(A block of data)
-*-*-

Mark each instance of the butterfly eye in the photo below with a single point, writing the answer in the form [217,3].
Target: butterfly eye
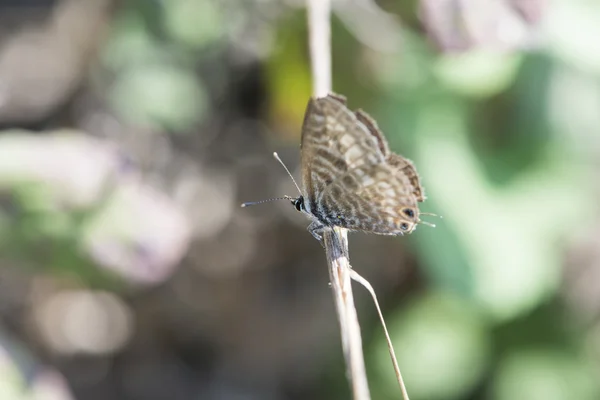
[409,212]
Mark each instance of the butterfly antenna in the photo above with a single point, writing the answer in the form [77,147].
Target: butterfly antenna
[252,203]
[432,215]
[288,171]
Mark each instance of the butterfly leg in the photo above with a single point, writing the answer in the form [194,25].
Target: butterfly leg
[316,229]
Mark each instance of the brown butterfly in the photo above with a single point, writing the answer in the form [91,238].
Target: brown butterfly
[350,178]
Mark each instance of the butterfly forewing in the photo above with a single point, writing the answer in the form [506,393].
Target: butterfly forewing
[350,178]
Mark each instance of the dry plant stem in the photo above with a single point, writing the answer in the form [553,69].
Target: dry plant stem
[336,249]
[358,278]
[319,31]
[336,240]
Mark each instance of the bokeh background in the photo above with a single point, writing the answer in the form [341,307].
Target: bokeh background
[132,130]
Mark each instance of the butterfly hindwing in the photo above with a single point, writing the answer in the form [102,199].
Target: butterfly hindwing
[350,178]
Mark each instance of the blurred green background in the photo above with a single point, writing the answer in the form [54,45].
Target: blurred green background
[130,132]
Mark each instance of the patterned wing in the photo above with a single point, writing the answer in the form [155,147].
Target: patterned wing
[408,169]
[334,141]
[373,198]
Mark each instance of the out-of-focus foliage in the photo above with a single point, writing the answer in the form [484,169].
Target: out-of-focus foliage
[132,130]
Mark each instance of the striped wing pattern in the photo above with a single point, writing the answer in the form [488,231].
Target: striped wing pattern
[350,178]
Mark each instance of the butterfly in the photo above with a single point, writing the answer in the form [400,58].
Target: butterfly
[350,178]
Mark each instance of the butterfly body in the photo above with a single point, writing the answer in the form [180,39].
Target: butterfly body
[350,179]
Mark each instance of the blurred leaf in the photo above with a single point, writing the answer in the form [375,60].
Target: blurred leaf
[477,73]
[160,96]
[442,346]
[489,24]
[289,76]
[23,378]
[67,206]
[516,265]
[544,375]
[573,28]
[194,22]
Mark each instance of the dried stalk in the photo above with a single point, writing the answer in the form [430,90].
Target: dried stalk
[336,240]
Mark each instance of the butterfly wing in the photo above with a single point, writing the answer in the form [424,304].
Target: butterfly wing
[372,198]
[335,140]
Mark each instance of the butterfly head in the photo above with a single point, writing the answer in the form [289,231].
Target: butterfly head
[298,203]
[410,220]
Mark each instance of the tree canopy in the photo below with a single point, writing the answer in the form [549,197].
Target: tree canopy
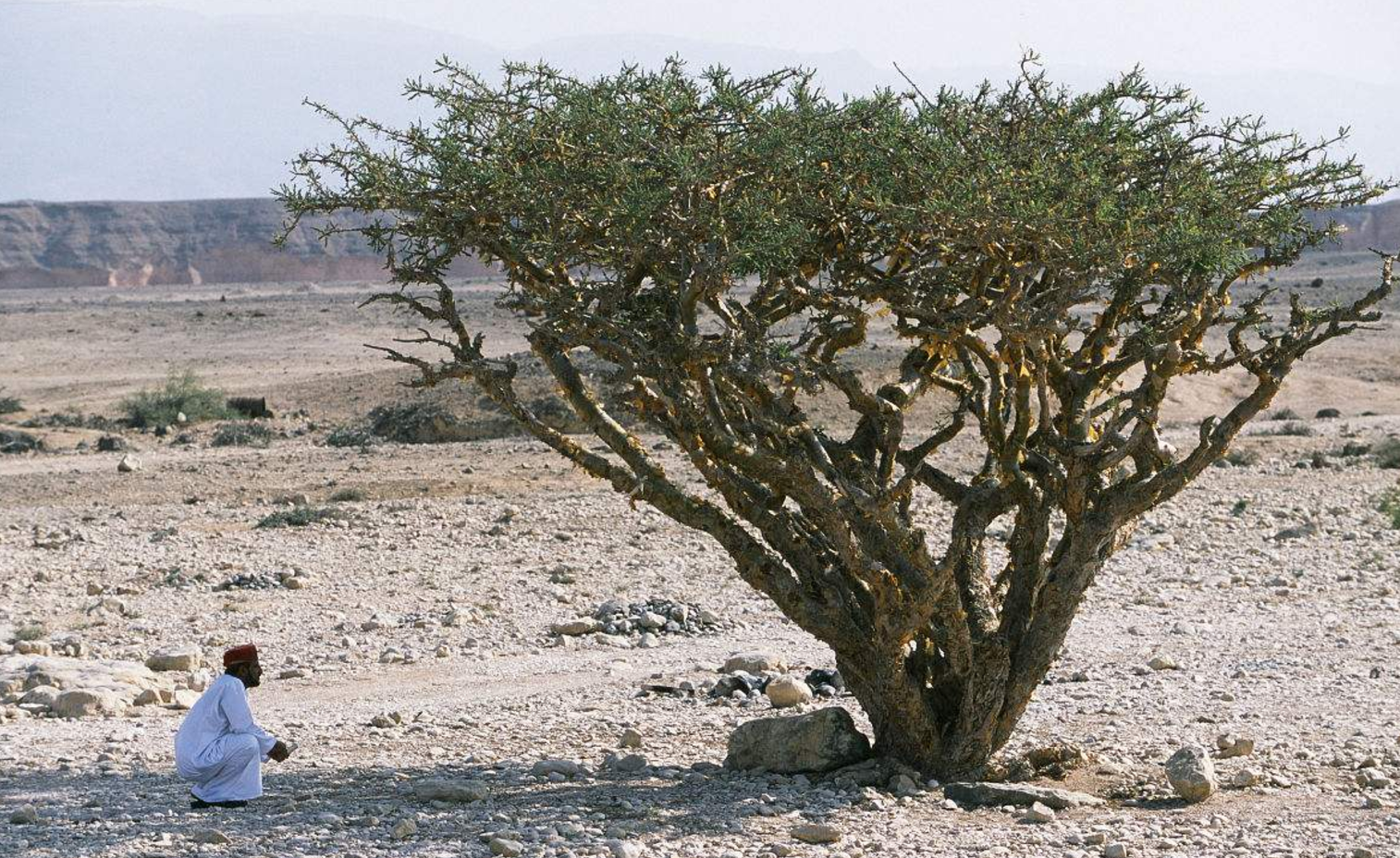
[1050,262]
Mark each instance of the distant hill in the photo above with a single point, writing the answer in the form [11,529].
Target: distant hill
[1377,226]
[192,241]
[128,101]
[230,241]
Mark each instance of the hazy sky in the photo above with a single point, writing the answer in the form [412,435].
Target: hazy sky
[1353,38]
[178,98]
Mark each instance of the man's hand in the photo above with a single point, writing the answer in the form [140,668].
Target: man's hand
[279,752]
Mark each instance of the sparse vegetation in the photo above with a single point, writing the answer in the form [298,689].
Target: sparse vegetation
[1051,262]
[1389,506]
[350,435]
[299,517]
[1291,429]
[1242,457]
[241,435]
[182,394]
[1386,452]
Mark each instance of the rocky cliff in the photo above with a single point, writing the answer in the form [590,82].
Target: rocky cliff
[195,241]
[230,241]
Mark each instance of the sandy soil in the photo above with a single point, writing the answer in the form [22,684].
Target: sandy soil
[432,596]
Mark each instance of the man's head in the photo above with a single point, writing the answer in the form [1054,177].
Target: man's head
[241,662]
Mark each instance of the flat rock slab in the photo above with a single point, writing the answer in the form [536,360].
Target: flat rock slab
[1018,794]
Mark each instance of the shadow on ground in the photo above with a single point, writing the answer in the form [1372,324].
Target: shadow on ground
[346,811]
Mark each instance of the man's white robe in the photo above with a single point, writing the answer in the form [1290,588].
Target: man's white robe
[220,748]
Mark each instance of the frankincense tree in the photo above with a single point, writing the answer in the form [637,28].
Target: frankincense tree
[1049,262]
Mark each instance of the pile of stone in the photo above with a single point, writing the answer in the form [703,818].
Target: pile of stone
[653,616]
[752,675]
[289,580]
[68,688]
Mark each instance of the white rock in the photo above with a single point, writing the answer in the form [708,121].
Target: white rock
[817,833]
[787,692]
[1192,773]
[754,662]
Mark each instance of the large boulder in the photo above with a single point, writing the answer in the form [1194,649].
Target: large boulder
[106,686]
[89,703]
[176,658]
[820,741]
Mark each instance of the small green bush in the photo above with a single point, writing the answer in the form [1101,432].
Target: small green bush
[241,435]
[1388,452]
[299,517]
[1389,506]
[1293,427]
[182,395]
[1241,458]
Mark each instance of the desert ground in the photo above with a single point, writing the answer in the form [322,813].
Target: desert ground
[409,650]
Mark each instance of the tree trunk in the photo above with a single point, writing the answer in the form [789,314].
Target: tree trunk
[948,724]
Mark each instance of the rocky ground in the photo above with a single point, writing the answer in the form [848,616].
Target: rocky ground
[411,653]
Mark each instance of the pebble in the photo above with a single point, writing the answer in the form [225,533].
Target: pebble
[817,833]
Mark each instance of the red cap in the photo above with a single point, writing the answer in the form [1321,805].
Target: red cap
[239,654]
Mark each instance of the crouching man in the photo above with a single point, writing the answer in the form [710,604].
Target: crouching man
[218,748]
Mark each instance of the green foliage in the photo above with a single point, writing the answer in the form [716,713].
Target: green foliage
[299,517]
[1386,452]
[1389,506]
[182,394]
[242,435]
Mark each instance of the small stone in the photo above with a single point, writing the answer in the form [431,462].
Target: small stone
[443,790]
[1192,774]
[577,627]
[817,833]
[176,658]
[632,763]
[626,849]
[26,815]
[754,662]
[902,784]
[210,836]
[787,692]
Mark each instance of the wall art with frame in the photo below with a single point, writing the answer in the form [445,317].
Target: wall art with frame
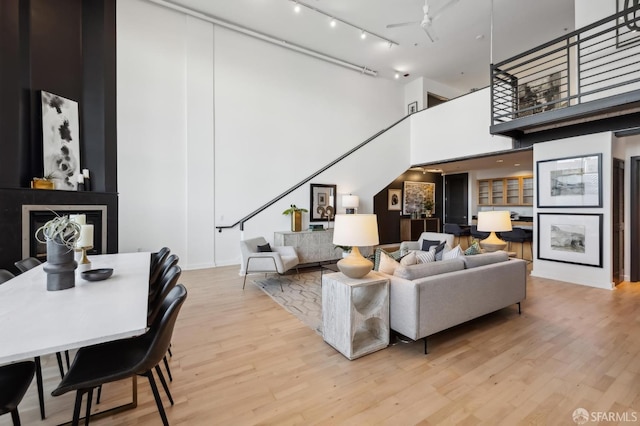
[395,200]
[416,194]
[570,182]
[322,202]
[570,238]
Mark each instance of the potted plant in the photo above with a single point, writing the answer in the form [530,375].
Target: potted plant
[296,217]
[60,235]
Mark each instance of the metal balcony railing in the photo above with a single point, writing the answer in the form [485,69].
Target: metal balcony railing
[598,61]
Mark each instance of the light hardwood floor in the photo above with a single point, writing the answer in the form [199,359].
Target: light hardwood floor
[241,359]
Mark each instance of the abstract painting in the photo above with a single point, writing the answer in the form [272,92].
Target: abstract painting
[60,140]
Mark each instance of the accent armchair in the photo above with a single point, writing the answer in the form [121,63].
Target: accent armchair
[279,260]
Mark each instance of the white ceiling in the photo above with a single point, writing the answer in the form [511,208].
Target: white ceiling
[460,58]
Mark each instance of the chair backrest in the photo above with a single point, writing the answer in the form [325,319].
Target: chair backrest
[167,283]
[5,276]
[156,262]
[25,264]
[162,269]
[156,341]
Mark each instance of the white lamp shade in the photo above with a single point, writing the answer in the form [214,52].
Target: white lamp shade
[356,230]
[494,221]
[350,201]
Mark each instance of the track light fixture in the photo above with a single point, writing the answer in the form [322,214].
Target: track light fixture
[334,22]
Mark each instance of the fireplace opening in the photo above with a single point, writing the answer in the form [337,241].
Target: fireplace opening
[34,216]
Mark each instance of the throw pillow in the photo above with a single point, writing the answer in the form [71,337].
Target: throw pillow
[427,244]
[264,248]
[474,248]
[440,249]
[426,256]
[388,264]
[453,253]
[409,259]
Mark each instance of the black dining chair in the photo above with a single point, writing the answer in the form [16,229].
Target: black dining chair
[14,382]
[25,264]
[458,231]
[112,361]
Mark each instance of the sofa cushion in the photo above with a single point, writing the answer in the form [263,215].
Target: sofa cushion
[485,259]
[388,264]
[427,244]
[422,270]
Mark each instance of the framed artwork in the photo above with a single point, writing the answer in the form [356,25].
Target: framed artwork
[570,182]
[60,140]
[322,202]
[570,238]
[394,201]
[416,194]
[628,25]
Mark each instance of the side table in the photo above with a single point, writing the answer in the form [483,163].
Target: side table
[355,313]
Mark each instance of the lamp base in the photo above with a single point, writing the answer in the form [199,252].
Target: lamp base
[492,243]
[354,265]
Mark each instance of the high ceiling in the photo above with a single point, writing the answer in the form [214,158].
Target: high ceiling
[459,58]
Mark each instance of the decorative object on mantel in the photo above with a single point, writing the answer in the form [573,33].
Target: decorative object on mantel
[42,183]
[60,234]
[60,140]
[322,200]
[296,217]
[355,230]
[494,221]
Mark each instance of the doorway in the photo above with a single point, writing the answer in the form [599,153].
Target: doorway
[456,198]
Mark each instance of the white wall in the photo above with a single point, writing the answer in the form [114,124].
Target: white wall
[438,133]
[579,274]
[212,124]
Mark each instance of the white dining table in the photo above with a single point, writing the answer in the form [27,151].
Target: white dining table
[35,321]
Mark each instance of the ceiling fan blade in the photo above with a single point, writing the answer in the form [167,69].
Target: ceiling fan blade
[403,24]
[428,30]
[436,13]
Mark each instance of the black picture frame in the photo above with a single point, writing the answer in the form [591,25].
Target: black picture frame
[322,202]
[574,238]
[574,182]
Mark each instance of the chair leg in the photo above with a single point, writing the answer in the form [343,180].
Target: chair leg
[156,395]
[164,383]
[59,358]
[15,417]
[166,366]
[40,388]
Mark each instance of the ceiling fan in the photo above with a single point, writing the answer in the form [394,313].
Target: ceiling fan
[427,20]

-*-*-

| Given request |
Write out, word for word, the line containing "Mark each instance of the white wall" and every line after it to the end of the data above.

| Right answer |
Mark each instance of the white wall in the photo above with a single point, writing the answer in the form [114,124].
Target: white wall
[438,133]
[579,274]
[212,124]
Mark each instance of the white dining table in the photo above with a single point, writing the answer in the form [27,151].
Target: white dining table
[35,321]
Mark each instance of the ceiling fan blade in the photo above with a single point, writing the answer in the form [167,69].
Target: ceiling fan blade
[403,24]
[428,30]
[436,13]
Mark each instance of the black picture frame in the photo above with a single point, writing the answer in the form [591,25].
Target: black picture frame
[322,202]
[574,238]
[574,182]
Mark each instance of the chair leg in the photo above with a single point, writing the answer in the form [343,180].
Target: chair leg
[156,395]
[164,383]
[59,358]
[15,417]
[166,366]
[40,388]
Mark each instance of the ceiling fan in the photo above with a single point, writing the answer in the form [394,313].
Target: ceiling fan
[427,20]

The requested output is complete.